• _TASK DIRECTIONS_: Omitting every picture, output the records below exactly, please.
STORED DATA: Begin
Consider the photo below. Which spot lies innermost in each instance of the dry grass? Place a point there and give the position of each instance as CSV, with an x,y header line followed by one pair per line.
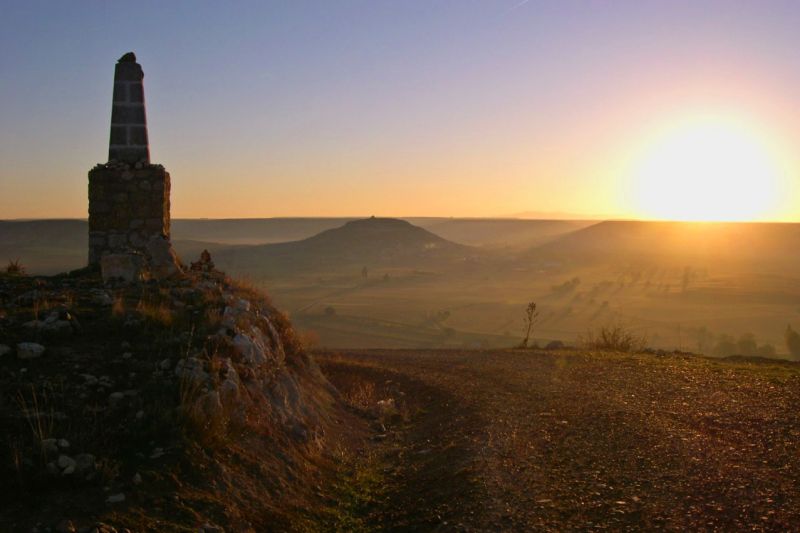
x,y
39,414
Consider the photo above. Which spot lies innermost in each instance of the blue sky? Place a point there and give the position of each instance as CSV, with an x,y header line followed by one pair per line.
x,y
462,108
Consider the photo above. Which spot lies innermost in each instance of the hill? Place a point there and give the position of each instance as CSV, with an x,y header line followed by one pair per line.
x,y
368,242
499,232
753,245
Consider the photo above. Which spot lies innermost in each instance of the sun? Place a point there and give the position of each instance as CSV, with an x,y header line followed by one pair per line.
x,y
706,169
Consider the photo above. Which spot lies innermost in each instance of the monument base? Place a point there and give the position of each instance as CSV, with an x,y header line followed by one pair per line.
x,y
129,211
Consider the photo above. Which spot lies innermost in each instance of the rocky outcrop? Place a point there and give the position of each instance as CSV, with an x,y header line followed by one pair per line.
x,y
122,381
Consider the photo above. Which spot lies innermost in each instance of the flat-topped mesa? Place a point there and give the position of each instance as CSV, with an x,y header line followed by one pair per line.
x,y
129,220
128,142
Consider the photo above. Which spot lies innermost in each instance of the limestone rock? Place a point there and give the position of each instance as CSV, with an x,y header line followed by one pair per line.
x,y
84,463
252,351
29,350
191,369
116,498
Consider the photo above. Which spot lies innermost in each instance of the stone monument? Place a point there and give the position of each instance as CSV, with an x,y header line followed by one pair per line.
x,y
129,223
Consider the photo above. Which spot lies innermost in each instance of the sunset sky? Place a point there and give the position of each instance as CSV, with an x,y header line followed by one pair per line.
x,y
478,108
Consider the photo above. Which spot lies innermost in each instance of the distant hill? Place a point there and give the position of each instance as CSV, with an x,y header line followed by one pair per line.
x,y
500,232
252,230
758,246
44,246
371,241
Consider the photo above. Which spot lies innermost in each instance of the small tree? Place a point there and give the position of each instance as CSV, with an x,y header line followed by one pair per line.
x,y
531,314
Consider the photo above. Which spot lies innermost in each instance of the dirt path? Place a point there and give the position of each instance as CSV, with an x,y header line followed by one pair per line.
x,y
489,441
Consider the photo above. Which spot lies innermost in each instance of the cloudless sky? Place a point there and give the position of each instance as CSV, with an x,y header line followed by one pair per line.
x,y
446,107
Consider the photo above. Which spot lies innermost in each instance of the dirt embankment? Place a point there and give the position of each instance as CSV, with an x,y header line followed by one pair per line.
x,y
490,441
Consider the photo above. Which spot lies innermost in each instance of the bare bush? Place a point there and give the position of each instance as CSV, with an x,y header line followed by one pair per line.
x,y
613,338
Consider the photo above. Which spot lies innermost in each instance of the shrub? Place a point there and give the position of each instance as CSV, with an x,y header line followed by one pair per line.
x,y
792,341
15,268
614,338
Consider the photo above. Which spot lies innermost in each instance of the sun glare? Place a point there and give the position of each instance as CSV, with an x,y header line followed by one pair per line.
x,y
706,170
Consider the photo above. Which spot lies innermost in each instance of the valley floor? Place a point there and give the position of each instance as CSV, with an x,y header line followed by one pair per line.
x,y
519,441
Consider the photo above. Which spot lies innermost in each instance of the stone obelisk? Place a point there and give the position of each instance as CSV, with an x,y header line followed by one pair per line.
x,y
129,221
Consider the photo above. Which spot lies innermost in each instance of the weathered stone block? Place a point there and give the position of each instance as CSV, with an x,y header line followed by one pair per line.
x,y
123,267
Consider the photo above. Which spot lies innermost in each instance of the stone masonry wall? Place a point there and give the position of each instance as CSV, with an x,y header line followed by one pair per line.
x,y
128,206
STORED DATA: End
• _RESULT FOR THIS EXERCISE_:
Consider the photo below. Which spot lies innermost in each instance of the dry grass? Place a point there and give the position of each instance as CSV, with an x,y header line followed by one pair per line.
x,y
39,414
Consider the photo above. Which spot lies innermost in each instance of the blue sky? Place a point there and give the position of each instance as CSV, with an x,y header line followed by one pair per line.
x,y
462,108
Consider the photo above. Which spot lies innermost in each instance of the hill? Place a point there and give the position of each instance as CSV, with an x,y header line followed by one pair per line.
x,y
368,242
499,232
753,245
Consider the photo above. Which spot lies innermost in each instance of the sun? Place a point there and give the position of each instance as CSV, with an x,y header line followed by one pair per line.
x,y
706,169
Consider the photo above. Which spot lies innermost in each instance of the monument base? Place a point there and give the position of each instance as CSV, with an x,y header line followed by one pair per line.
x,y
129,211
Consider the photo above. Which spot lies innermost in each instance of the rocky outcrop? Place a point there and give the position of each instance as CSV, with an x,y header line followed by one pair per line.
x,y
122,381
Consider the photo above. Which spot lies innermost in each instance of the flat-topped mesa? Place a point there and give the position of each instance as CSV, with an x,y header line followed by one pair per line.
x,y
129,220
128,142
Consider the photo above. Which spot lies innermost in each instance of the limestone rock? Place a point there and give the position of each instance as CSV, with an x,y header line followed by one pair per line.
x,y
84,463
252,351
29,350
191,369
116,498
Consider the photo above. Which spot lies innermost in each instance of the stone monument? Place a point there and give the position of each instance as CSV, with an x,y header line followed by one pair per line.
x,y
129,223
Consider the photo above. Which spot lies innermost in each instance of the sunset sky? Place a point there and give the position of each instance as CSV, with an x,y header line followed by one pair per line.
x,y
478,108
Consider the photo above. Which spot lies innermost in each instance of the distant hill? Place a point there and give the position of each instance as CSV, with an x,y header line followed by one pair per line.
x,y
500,232
252,230
758,246
44,246
371,241
Consider the photo above. Which spot lies innermost in each instance of the small tree? Place a point there and give the position of each instance as CSV, with an x,y header line followed by one pair per line.
x,y
531,314
Consider the photo above. Which spot lies innermost in each instance of the dirt path? Place a point there and give the position of each instance as CSV, with an x,y header line followed by one pair per line.
x,y
489,441
Consider the photo above. Which spot lies innermost in each instance of the cloudless sky? Place a point there and give the position of each instance as CSV, with an x,y header line followed by one pair per line.
x,y
446,107
Consider the photo above. Which spot lies innermost in each instance of the dirt embankment? Place a point there and give the position of each instance as CSV, with an x,y header line followed by one pair per line.
x,y
490,441
Consider the photo above. Which spot lies innermost in each instance of the bare bush? Place a point there and give the position of each instance as CSV, with an x,y header line followed by one pair per line.
x,y
613,338
Consider the photo above. Which spot lies innermost in each instance of the shrub? Place a point there and give the position of each instance as CSV, with an x,y header line followed by one pair per line.
x,y
792,341
15,268
614,338
Consider the photo above. Which spot lies innermost in each instance of the sun glare? Place a point there and give the position of each instance as CSV, with an x,y header line followed by one pair per line.
x,y
706,170
Consider the photo above. Which spot lies innermost in each instance of the valley floor? Place a point there and give the position of each instance as CSV, with an x,y header line followed by one pair per line.
x,y
519,441
Consider the photo above. Which spot lies innermost in each instance of the stone obelisk? Place a point there and give the position of each instance as CSV, with an x,y header line followed by one pair per line.
x,y
129,221
Consider the photo above. Which spot lies innermost in each instance of the weathered stone block? Place a point there and give the position of each instance as CSV, with an x,y header line followed by one pair per line.
x,y
123,267
Consider the photo above. Which spot lies innermost in each instance of the stone masonry wall? Place a point there and give the position of each instance as CSV, with an x,y header line followed by one pair per line.
x,y
128,206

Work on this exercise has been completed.